▶ [Selected passage]:
[5336829][AutoCast] Support subgraphs in AutoCast

galagam · galagam · commit 11b94b1e002c · 2025-12-17T18:31:50.000+02:00
Initial bug mentioned conditional operators, but the issue can be generalized to any subgraph in the ONNX.
Support by recursively traversing subgraphs in PrecisionConverter.

Signed-off-by: Gal Hubara Agam &lt;96368689+galagam@users.noreply.github.com&gt;
diff --git a/modelopt/onnx/autocast/precisionconverter.py b/modelopt/onnx/autocast/precisionconverter.py
@@ -67,9 +67,6 @@ class InitializerConsumerTracker:
 
 OP_TYPES_NOT_SUPPORTED_IN_LOW_PRECISION = ["Upsample", "NonMaxSuppression", "Celu"]
 
-# Temporarily block these ops in low precision, as they are not supported yet
-OP_TYPES_NOT_SUPPORTED_IN_LOW_PRECISION.extend(["Scan", "If", "Loop"])
-
 # Mapping of op types to indices of inputs that should not be converted to low precision.
 SKIP_LOW_PRECISION_MAPPING_FP16 = {"Resize": {2}}
 SKIP_LOW_PRECISION_MAPPING_BF16 = {"Resize": {1, 2}}
@@ -244,8 +241,8 @@ def convert(
                 tensor_to_producers=tensor_to_producers,
             )

▶ [Record list]:

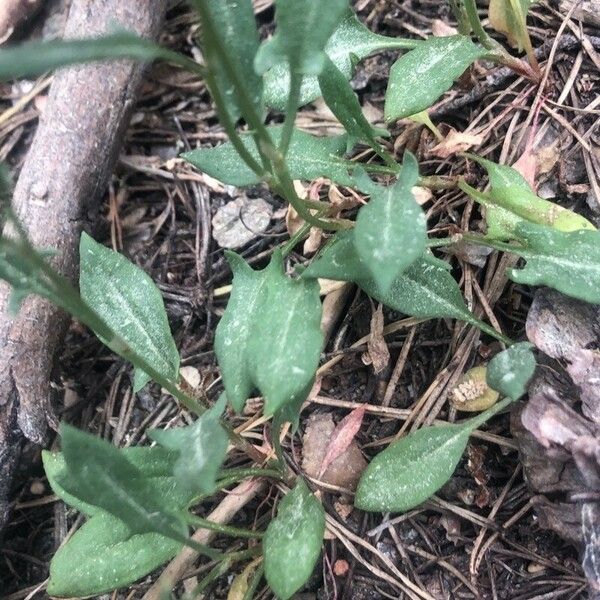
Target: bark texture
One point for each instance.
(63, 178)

==

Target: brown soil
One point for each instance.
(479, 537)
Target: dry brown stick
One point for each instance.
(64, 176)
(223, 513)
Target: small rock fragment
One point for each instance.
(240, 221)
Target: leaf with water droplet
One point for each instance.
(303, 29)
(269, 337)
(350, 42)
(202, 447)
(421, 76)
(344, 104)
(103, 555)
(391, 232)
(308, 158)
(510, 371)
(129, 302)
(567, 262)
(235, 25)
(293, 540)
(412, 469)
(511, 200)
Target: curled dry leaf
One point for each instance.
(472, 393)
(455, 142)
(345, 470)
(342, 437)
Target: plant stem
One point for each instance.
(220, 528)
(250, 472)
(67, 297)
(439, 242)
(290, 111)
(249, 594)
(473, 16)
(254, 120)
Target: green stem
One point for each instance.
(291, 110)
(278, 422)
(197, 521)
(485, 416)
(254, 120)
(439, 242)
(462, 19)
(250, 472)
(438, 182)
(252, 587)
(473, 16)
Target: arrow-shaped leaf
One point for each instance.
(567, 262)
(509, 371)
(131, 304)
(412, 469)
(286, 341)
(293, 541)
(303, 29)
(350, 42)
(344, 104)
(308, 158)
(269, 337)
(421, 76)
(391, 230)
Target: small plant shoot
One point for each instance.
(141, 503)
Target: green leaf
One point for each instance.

* * *

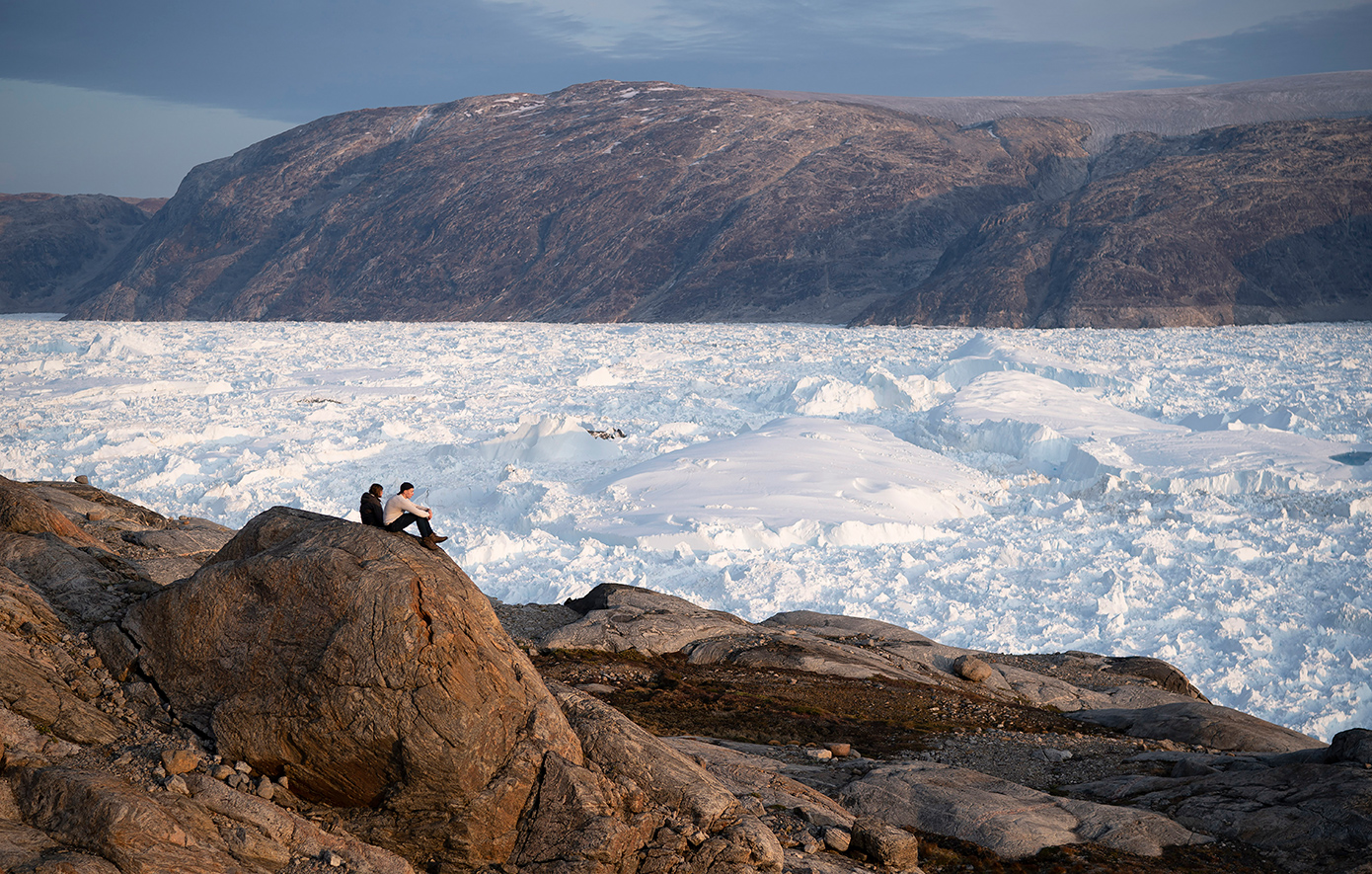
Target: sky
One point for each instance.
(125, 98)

▶ [Directions]:
A. State how many lines in the records contain the string "small". Give only the number.
B. Extend the diff for the commit adding subgraph support to AutoCast, picking up after its last line.

▶ [Results for the exercise]:
A. 2

B.
 
-        # Convert initializers to correct precision according to the consumer nodes
-        self._convert_initializers(
+        # Convert initializers to correct precision according to the consumer nodes (main graph + subgraphs)
+        self._convert_initializers_recursive(
             low_precision_nodes=low_precision_nodes, high_precision_nodes=high_precision_nodes
         )
 
@@ -254,17 +251,8 @@ def convert(
             # Populate type information with inferred types
             self.model = self._propagate_types_shapes_custom_ops(self.model)
         else:
-            # Clear type/shape information for intermediates and outputs
-            for vi in self.model.graph.value_info:
-                vi.type.tensor_type.elem_type = onnx.TensorProto.UNDEFINED
-                for idx, d in enumerate(vi.type.tensor_type.shape.dim):
-                    if d.dim_value:
-                        vi.type.tensor_type.shape.dim[idx].dim_param = "unk"
-            for out in self.model.graph.output:
-                out.type.tensor_type.elem_type = onnx.TensorProto.UNDEFINED
-                for idx, d in enumerate(out.type.tensor_type.shape.dim):
-                    if d.dim_value:
-                        out.type.tensor_type.shape.dim[idx].dim_param = "unk"
+            # Clear type/shape information for intermediates and outputs (including subgraphs)
+            self._clear_types_and_shapes_recursive(self.model.graph)
             # Populate type information with inferred types
             self.model = onnx_utils.infer_shapes(self.model, strict_mode=True, check_type=False)
             self._ensure_types_are_defined()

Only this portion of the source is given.